▶ **DATA SHOWN**:
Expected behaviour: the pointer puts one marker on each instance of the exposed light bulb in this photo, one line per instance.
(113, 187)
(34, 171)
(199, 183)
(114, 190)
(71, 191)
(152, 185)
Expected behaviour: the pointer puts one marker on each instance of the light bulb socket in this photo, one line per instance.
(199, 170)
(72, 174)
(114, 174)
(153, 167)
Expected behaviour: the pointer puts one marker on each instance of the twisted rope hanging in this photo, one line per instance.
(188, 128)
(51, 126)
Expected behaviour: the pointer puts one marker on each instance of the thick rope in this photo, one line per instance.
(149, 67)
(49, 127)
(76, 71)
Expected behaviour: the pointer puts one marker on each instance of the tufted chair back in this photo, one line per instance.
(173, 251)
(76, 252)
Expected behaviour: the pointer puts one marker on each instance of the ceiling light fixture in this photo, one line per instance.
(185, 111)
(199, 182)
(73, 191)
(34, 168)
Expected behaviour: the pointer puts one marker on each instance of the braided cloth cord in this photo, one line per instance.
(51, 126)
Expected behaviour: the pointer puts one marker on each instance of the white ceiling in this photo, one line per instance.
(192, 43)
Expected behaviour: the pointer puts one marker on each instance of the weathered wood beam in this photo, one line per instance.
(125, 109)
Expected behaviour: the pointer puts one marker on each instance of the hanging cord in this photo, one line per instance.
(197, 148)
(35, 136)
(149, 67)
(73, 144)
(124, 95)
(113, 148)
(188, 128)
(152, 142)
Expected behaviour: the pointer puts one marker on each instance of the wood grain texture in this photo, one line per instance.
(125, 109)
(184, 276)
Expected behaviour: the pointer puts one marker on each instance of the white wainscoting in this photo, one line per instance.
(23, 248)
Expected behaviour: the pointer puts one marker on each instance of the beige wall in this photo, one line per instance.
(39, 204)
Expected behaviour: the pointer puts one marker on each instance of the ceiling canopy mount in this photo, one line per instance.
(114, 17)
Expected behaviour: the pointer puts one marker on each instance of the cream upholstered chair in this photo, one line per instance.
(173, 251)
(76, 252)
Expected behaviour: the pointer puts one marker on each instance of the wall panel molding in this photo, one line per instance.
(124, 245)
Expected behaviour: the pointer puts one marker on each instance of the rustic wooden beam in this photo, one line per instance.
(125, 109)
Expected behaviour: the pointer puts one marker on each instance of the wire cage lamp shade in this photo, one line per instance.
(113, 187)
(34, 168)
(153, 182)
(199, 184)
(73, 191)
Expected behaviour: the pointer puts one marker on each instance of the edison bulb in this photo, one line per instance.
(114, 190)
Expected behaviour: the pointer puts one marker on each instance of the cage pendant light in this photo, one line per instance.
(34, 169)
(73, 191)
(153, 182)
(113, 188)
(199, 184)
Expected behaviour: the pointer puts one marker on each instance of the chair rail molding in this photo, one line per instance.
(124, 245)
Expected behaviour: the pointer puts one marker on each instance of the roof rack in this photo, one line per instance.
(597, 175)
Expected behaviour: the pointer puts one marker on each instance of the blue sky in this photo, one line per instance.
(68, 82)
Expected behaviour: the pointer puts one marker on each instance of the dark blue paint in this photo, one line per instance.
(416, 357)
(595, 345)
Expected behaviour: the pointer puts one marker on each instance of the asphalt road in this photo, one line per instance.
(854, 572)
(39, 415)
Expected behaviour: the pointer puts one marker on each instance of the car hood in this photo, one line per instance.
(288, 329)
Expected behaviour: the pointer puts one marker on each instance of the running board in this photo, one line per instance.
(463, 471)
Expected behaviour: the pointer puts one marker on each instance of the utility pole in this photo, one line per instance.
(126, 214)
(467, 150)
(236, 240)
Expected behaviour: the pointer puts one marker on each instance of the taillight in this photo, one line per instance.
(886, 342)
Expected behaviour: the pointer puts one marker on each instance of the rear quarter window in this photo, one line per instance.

▶ **PROBLEM TO WORK ON**: Retype the lines above without alteration. The first is the one containing "road in this photo, one line per instance.", and the last is the final line of the data.

▶ **TASK SOLUTION**:
Expected behaviour: the pointer puts one marker on each instance of the asphalt road in this photo, one line per instance.
(854, 572)
(39, 415)
Expected behaviour: the pointer puts one marker on each instance of the car hood in this photo, one line per instance.
(288, 329)
Expected behaviour: the pointer puts one marker on each instance of the running board in this photo, one line per instance.
(463, 471)
Expected behaviour: the pointer puts one marker on each instance of the utility pole in this photo, one line per instance.
(126, 214)
(467, 150)
(236, 240)
Expected behaviour: the pointer puts one marker on each instance of the taillight in this photo, one line per instance.
(886, 342)
Expected behaviour: the pointer puts one marker on each instance of the rear quarter window in this photo, one line per instance.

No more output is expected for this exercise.